Task list:
A – According to the appeal letter about Ahmed Mansoor's detention, on what date was he arrested?
B – In the appeal letter about Ahmed Mansoor's detention, turn the paragraph beginning "The official statement by the UAE Ministry" into a short bulleted list that keeps its main facts.
C – Carry on the appeal letter about Ahmed Mansoor's detention from the point where it stops.

Ahmed Mansoor has been detained for 100 days.

Ahmed Mansoor has been detained for 100 days.

Vice-President and Prime Minister
His Highness Sheikh Mohammed bin Rashid Al-Maktoum
Prime Minister’s Office
PO Box: 212000
Dubai, United Arab Emirates
Fax: +971 4 330 4044

27th June 2017

RE: Urgent Appeal

Your Highness,

On the 100th day since the detention of Mr. Ahmed Mansoor, we, the undersigned, would like to express our deepest concern for his current detainment and appeal to the United Arab Emirates government for Mr. Mansoor’s immediate and unconditional release.

According to our information, Ahmed Mansoor was arrested in his home in Dubai in the early hours of 20 March 2017, as ordered by the Public Prosecution for Cybercrimes. He is being investigated on charges of “promoting false and shaded information through the Internet and serving agendas aimed at spreading hatred and sectarianism”. Mr Mansoor is an internationally respected human rights campaigner, the winner of the Martin Ennals Award for Human Rights Defenders in 2015 and a member of both the advisory committee of Human Rights Watch and the Gulf Centre for Human Rights. These charges relate solely to his peaceful exercise of his right to freedom of expression and therefore we consider him a prisoner of conscience.

The official statement by the UAE Ministry of Foreign Affairs and International Cooperation (MOFAIC) of 29th March 2017 states that “he has the freedom to hire a lawyer and that his family has full access to the place of confinement and is allowed to visit him”. However, we have received news that Mr. Mansoor currently has no lawyer representing him and that his family have only been allowed one visit, on 3 April 2017. We are also concerned to hear allegations that he is being held in solitary confinement. These practices are not only in violation of international human rights law but also contravene the UAE Penal Code, including Federal Law No. 43 of 1992 on Regulating Penal Institutions.

Supplied information:
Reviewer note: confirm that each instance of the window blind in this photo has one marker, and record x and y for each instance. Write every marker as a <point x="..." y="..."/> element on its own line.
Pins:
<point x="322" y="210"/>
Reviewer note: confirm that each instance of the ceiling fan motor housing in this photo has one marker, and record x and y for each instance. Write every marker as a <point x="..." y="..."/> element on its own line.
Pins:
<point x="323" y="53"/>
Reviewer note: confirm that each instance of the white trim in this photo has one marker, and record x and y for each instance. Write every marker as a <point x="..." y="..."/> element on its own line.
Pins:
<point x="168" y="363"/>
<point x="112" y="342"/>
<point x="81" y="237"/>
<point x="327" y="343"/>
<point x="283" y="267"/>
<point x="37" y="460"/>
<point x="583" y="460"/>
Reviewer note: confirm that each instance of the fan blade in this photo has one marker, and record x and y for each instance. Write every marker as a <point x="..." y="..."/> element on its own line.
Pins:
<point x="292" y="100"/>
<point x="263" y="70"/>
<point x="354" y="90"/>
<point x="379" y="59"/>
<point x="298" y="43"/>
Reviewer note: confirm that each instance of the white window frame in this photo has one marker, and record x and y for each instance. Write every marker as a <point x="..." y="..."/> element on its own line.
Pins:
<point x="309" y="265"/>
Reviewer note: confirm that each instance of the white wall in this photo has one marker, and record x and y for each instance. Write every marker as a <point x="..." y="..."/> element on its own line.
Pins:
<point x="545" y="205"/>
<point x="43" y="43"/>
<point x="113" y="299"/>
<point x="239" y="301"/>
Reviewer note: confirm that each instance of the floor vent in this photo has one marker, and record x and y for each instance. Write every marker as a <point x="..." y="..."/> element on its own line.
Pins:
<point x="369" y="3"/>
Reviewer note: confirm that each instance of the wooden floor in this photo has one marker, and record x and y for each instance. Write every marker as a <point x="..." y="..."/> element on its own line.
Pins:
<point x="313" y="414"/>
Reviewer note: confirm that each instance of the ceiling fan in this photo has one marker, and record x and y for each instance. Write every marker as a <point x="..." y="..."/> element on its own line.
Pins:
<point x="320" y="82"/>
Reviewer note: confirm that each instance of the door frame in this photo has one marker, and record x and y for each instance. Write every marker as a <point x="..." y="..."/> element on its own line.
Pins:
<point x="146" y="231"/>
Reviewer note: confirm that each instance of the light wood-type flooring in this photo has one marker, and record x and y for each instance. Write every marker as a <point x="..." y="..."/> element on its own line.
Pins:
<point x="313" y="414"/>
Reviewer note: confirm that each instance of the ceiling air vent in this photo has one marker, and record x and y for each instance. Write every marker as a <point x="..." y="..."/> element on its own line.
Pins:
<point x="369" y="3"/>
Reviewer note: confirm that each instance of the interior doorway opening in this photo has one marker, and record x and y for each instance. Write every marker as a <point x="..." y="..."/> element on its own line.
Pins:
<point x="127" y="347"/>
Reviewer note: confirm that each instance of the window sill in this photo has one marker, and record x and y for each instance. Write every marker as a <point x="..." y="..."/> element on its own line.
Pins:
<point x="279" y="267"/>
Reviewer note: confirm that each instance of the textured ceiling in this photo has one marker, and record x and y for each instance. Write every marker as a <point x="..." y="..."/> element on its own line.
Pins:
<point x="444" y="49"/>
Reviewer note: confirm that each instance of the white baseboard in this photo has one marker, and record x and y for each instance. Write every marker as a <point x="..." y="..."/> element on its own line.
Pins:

Written responses:
A – He was arrested in the early hours of 20 March 2017.

B –
- A UAE Ministry of Foreign Affairs and International Cooperation statement of 29 March 2017 said Mr. Mansoor could hire a lawyer and that his family had full access to him and could visit.
- The signers have received news that he has no lawyer representing him.
- His family has been allowed only one visit, on 3 April 2017.
- There are allegations that he is being held in solitary confinement.
- These practices violate international human rights law and the UAE Penal Code, including Federal Law No. 43 of 1992 on Regulating Penal Institutions.

C –
In a joint statement published on 28 March 2017 by the Office of the United Nations High Commissioner for Human Rights, various bodies condemned the arbitrary arrest and detention of Mr. Mansoor. Signatories included the Working Group on Arbitrary Detention, on Enforced Disappearances, and the Special Rapporteurs on the situation of human rights defenders, Mr. Michel Forst; on the promotion and protection of the right to freedom of opinion and expression, Mr. David Kaye; and on freedom of peaceful assembly and association, Mr. Maina Kiai. Furthermore, they called on the government “to respect the right of everyone to freedom of opinion and expression, including on social media and the internet.” The EU Parliament’s Subcommittee on Human Rights followed with a statement by its chair, Pier Antonio Panzeri, who affirmed that “all charges against [Ahmed Mansoor] should be dropped, as they appear to be motivated only by his legitimate and peaceful human rights work. Equally, his and his family’s total security and integrity should be guaranteed by the authorities and all his confiscated possessions be returned.”

We therefore call on the UAE government, as a member of the UN Human Rights Council, to adhere to its obligations to uphold human rights at home, including respecting the right to freedom of opinion and expression, and to freedom of association and peaceful assembly.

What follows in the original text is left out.